• Records in a dataset

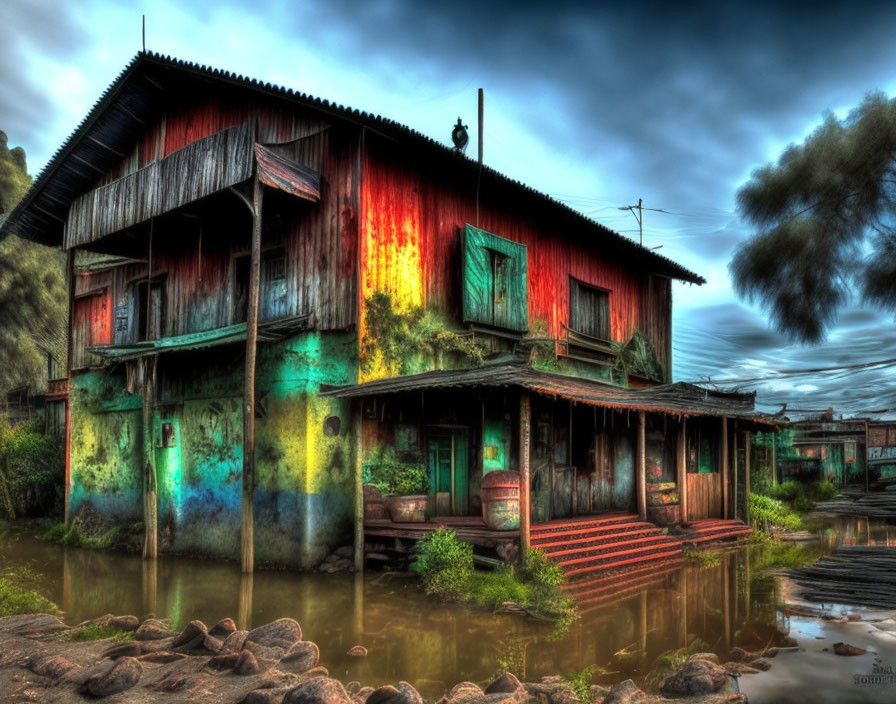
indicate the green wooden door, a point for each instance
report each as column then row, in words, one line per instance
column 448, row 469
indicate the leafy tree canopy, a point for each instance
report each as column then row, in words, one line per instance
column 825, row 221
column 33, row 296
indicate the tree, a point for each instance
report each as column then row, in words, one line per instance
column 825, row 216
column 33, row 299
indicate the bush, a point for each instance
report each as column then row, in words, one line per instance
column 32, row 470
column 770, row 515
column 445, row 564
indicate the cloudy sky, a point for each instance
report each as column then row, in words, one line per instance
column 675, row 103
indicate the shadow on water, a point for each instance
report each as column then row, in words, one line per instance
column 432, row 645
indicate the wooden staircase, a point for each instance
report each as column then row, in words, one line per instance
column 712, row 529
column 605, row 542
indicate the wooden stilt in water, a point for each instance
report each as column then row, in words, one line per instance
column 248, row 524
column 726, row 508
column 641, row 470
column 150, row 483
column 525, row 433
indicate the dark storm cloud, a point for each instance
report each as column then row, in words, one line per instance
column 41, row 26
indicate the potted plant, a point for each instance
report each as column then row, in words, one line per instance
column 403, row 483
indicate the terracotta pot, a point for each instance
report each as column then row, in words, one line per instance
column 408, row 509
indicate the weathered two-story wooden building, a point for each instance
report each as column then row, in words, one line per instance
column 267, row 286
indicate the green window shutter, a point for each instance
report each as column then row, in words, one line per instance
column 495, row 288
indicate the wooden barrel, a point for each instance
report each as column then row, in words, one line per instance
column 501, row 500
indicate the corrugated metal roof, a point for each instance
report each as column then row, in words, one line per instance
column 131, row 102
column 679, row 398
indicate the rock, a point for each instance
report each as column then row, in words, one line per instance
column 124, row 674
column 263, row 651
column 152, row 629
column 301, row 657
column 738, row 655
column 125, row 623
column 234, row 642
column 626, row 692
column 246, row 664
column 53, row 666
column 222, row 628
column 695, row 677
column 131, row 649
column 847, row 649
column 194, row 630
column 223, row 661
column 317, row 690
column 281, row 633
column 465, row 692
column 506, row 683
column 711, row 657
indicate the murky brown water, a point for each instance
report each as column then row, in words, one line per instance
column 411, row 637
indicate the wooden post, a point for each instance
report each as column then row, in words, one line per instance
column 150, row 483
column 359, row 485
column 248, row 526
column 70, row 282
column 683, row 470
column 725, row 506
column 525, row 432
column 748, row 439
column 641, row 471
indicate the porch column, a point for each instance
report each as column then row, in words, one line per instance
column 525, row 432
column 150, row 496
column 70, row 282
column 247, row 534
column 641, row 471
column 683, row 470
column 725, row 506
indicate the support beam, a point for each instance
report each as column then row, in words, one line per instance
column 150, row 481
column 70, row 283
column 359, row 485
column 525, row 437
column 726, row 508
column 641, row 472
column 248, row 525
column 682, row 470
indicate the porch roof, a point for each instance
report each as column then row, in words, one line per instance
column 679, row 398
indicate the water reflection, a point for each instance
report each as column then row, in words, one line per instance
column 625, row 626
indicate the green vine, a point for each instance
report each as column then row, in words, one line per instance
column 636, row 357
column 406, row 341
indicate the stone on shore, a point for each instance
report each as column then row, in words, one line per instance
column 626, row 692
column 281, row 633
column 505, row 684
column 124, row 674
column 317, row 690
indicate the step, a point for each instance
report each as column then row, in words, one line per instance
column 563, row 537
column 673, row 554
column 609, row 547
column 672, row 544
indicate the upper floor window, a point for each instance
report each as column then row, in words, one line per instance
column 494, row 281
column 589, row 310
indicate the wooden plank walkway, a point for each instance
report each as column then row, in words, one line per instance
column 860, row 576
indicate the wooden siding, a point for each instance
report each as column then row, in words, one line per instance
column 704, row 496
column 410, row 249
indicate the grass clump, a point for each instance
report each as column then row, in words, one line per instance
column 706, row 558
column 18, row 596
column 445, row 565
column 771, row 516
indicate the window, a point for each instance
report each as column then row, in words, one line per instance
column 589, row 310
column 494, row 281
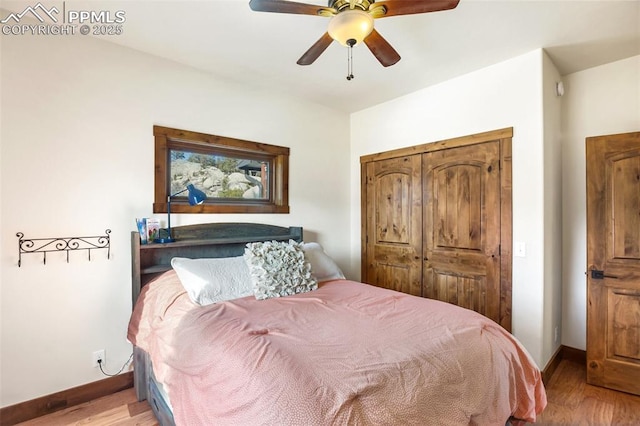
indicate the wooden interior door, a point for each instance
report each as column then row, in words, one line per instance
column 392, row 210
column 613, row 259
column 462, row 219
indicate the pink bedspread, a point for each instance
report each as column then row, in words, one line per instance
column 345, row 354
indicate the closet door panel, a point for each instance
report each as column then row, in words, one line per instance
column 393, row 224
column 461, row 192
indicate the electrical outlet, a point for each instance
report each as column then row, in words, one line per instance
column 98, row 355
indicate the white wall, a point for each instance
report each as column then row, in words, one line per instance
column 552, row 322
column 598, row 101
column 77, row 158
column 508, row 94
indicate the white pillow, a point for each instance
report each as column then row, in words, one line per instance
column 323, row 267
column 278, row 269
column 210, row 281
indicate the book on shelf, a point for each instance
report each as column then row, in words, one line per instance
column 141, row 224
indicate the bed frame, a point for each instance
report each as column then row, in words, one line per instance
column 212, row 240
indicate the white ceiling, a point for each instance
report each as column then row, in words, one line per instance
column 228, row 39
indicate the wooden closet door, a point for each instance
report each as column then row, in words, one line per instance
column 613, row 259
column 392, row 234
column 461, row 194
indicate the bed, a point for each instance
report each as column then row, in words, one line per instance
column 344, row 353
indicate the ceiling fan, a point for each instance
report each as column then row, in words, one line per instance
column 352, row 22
==
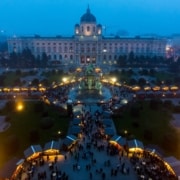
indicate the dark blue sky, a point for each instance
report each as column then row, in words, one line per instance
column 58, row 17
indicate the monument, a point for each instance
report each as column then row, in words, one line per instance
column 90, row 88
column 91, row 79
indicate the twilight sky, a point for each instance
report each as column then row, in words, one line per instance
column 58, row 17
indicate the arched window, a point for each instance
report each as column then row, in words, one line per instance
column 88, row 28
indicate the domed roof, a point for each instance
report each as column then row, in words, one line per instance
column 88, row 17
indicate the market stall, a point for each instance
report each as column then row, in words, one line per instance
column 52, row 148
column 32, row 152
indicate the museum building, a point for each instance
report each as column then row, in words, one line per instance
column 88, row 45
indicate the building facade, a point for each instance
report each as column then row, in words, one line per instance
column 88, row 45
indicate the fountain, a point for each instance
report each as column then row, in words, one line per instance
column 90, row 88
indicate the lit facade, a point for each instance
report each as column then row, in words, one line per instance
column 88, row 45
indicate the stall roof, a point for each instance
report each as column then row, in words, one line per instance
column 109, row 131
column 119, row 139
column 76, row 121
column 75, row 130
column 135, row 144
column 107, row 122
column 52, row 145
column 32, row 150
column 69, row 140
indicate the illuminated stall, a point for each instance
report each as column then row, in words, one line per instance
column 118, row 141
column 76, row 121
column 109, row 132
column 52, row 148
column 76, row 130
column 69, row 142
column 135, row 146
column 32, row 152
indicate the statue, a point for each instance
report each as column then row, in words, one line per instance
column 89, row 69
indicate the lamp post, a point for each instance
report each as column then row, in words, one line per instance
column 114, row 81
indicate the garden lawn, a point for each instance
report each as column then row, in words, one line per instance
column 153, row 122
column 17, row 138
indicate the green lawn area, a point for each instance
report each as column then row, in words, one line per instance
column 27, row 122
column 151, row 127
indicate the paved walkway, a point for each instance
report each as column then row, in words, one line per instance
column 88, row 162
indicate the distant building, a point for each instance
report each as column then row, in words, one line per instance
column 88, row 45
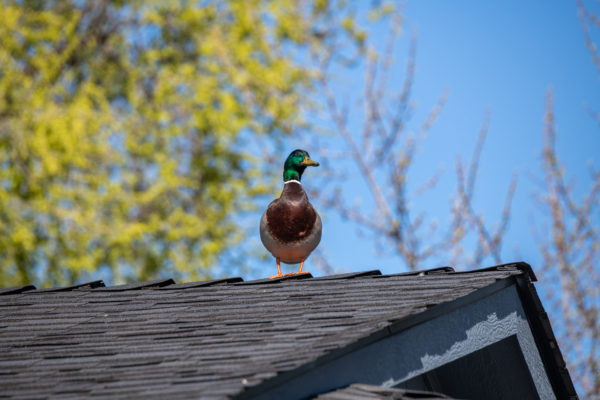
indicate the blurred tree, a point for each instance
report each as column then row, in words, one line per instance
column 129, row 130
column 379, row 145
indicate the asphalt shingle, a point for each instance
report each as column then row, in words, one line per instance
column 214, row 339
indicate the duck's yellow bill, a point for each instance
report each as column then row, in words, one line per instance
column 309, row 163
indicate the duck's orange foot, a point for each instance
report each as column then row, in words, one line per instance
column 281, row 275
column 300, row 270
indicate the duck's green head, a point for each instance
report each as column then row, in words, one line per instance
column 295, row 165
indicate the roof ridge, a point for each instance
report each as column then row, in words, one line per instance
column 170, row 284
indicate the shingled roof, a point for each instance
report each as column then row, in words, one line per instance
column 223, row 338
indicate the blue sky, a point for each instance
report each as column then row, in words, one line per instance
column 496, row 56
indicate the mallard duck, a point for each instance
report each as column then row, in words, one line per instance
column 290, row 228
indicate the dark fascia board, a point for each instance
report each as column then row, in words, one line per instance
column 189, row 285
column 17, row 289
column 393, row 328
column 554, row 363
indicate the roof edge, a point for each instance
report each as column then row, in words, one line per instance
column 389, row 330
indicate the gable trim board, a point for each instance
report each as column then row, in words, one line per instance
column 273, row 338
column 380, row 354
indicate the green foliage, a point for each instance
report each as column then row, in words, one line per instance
...
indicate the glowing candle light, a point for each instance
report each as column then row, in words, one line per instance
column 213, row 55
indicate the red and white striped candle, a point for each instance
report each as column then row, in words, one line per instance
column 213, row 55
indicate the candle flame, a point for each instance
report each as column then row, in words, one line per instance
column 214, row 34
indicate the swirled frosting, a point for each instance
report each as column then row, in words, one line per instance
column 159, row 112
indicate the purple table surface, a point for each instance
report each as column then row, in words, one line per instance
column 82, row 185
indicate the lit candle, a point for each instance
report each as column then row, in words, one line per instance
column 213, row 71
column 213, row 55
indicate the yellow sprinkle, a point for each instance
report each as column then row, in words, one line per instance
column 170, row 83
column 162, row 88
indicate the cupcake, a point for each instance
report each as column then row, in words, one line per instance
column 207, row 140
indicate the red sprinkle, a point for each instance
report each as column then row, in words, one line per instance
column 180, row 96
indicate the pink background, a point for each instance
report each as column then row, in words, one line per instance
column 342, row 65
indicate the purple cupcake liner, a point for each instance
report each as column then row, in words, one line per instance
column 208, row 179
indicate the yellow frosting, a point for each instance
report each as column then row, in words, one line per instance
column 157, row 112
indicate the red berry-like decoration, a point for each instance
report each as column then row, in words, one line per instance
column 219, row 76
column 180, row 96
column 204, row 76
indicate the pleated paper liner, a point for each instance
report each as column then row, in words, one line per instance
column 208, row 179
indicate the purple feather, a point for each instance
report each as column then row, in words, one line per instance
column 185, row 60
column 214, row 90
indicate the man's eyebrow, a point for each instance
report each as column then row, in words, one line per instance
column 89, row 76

• WHAT IS ASKED
Retype the stretch of material from the line containing "indicate the white wall, a" through the line containing "column 210, row 281", word for word.

• TASK SOLUTION
indicate the white wall, a point for each instance
report each as column then row, in words, one line per instance
column 552, row 322
column 598, row 101
column 77, row 158
column 508, row 94
indicate the white pillow, a point for each instance
report each as column then row, in words, one line per instance
column 323, row 267
column 278, row 269
column 210, row 281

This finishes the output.